Extract provided:
***

Trains.com

Subscriber & Member Login

Login, or register today to interact in our online community, comment on articles, receive our newsletter, manage your account online and more!

Bowser PRR T1 Duplex Part 2: Body shell repairs

2670 views
9 replies
1 rating 2 rating 3 rating 4 rating 5 rating
  • Member since
    December 2014
  • 443 posts
Posted by Wolf359 on Sunday, January 28, 2018 3:02 PM

Thank you everyone for your helpful tips. I found some metal laders, and the plan is to file the break areas smooth and solder the new ones on as soon as I get the engine running. (see my latest post)

  • Member since
    September 2003
  • 21,669 posts
Posted by Overmod on Saturday, January 27, 2018 3:01 PM

I have access to the relevant T1 drawings if there is any value in duplicating the actual structure there.

  • Member since
    January 2004
  • From: Canada, eh?
  • 13,375 posts
Posted by doctorwayne on Saturday, January 27, 2018 2:00 PM

snjroy
I was expecting a response from Wayne at this point....

***

A run of records:
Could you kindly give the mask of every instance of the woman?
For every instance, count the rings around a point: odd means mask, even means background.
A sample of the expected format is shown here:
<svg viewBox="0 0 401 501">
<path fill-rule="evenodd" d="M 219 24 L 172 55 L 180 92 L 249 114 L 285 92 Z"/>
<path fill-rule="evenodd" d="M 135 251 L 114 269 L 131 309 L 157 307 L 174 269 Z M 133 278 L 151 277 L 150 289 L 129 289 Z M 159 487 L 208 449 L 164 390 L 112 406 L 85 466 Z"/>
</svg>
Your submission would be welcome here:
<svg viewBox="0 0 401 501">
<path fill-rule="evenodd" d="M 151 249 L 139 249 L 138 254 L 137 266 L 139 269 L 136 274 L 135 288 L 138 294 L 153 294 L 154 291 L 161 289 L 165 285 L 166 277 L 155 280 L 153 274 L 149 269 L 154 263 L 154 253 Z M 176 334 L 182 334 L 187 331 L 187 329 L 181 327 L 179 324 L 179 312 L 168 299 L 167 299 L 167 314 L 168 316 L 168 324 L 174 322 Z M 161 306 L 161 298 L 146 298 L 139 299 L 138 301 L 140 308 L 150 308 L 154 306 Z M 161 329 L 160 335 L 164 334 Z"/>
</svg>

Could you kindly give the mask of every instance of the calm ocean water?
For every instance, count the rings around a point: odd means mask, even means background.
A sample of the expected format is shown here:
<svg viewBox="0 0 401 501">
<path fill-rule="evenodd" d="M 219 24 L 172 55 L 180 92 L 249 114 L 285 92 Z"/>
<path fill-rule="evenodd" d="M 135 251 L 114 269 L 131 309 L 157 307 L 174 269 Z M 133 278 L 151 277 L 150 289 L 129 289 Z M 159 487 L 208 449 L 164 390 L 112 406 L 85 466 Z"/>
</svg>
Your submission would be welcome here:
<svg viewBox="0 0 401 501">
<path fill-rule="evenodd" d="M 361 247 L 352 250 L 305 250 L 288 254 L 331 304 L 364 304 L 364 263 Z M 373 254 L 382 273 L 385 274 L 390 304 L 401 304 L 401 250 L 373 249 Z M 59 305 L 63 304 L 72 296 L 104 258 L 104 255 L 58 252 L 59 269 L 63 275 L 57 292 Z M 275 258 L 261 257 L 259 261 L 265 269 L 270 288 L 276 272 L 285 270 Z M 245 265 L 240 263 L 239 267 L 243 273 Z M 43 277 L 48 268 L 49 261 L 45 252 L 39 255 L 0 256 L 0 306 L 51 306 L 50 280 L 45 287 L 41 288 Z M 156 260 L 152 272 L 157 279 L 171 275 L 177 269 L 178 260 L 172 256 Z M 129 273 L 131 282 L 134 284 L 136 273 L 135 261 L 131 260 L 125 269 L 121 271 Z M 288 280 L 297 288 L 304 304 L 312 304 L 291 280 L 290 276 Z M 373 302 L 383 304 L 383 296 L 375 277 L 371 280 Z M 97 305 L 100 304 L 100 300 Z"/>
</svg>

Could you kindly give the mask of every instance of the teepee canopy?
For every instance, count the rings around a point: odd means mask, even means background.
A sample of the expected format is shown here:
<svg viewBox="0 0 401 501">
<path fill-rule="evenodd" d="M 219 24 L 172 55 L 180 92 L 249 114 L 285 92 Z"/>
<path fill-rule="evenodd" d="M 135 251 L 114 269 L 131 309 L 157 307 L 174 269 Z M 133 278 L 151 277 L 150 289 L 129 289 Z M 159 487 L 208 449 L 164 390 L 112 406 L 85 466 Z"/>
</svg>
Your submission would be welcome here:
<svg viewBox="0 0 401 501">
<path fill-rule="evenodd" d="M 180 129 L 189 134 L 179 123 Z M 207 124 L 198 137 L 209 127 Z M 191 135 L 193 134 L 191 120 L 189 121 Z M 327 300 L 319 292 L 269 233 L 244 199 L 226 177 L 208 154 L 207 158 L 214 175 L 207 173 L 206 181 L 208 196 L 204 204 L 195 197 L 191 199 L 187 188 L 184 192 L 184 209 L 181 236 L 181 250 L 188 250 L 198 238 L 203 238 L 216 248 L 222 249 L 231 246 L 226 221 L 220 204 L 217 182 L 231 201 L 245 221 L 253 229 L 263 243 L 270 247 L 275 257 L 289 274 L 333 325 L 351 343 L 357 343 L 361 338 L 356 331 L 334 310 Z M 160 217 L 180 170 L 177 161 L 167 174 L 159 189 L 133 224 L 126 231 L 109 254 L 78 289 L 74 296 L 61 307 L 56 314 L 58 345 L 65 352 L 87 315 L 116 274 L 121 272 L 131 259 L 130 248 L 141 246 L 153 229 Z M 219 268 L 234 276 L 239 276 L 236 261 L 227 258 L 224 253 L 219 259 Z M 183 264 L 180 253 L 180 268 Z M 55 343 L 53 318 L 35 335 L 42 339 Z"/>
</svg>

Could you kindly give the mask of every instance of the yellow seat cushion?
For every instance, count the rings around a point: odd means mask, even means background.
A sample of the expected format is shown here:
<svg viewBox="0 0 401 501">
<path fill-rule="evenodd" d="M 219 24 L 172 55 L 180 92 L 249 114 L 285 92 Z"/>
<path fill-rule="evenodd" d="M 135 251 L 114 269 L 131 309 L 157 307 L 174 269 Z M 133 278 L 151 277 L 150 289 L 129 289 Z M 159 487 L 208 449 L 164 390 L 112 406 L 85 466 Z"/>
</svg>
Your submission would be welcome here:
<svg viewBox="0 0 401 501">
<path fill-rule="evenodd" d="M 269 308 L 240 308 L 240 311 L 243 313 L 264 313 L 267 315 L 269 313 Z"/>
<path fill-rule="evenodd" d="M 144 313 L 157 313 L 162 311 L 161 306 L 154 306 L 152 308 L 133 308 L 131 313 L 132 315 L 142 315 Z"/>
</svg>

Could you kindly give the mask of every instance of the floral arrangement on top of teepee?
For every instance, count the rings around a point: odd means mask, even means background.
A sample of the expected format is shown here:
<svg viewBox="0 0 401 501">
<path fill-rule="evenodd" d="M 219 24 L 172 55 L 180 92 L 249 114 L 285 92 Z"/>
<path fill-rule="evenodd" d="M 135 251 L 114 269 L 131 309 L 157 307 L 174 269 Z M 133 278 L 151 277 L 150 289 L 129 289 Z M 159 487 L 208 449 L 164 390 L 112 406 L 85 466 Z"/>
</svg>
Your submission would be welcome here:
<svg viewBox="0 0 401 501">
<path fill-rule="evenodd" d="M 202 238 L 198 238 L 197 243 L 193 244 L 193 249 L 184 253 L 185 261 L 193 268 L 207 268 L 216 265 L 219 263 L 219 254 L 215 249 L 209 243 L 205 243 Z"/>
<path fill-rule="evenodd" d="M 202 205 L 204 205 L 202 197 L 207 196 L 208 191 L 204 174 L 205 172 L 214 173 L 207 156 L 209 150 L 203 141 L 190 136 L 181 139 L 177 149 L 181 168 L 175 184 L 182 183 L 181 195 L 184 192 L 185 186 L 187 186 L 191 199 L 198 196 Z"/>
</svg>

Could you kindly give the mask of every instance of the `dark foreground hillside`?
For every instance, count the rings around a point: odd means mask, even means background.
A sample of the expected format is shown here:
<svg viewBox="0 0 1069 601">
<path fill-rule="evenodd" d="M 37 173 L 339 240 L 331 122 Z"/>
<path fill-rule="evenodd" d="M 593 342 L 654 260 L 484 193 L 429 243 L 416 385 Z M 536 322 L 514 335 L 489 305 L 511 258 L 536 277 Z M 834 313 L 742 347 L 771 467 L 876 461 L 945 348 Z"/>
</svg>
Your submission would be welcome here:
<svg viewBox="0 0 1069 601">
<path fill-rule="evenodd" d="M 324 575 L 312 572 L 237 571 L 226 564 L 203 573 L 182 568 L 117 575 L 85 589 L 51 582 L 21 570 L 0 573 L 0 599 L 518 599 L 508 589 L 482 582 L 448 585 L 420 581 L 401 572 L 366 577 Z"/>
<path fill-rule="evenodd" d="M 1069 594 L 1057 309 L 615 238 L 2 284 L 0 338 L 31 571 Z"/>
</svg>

***

In the forum thread on the Bowser PRR T1 body shell repairs, why does Overmod bring up the T1 drawings?

Overmod has access to the relevant T1 drawings and offers them in case there is value in duplicating the actual structure there.